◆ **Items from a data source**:
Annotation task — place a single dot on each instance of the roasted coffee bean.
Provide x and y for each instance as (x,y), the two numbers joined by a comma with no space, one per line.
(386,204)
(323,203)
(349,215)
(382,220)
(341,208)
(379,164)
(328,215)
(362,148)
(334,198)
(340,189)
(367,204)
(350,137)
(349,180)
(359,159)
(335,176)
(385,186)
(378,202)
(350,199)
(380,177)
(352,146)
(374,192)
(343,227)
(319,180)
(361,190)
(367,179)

◆ **Problem**: Repeat every entry exactly, please.

◆ **Answer to this exercise**:
Annotation task — place a single dot on each instance of the roasted coffee bean.
Provide x and y for each instance as (x,y), the two numbers joined by a comma with no space, one per line.
(386,204)
(323,203)
(349,215)
(382,220)
(341,208)
(379,164)
(328,215)
(362,148)
(334,198)
(340,189)
(367,204)
(350,137)
(349,180)
(359,159)
(335,176)
(385,186)
(378,202)
(350,199)
(380,177)
(352,146)
(374,192)
(343,227)
(319,180)
(361,190)
(367,179)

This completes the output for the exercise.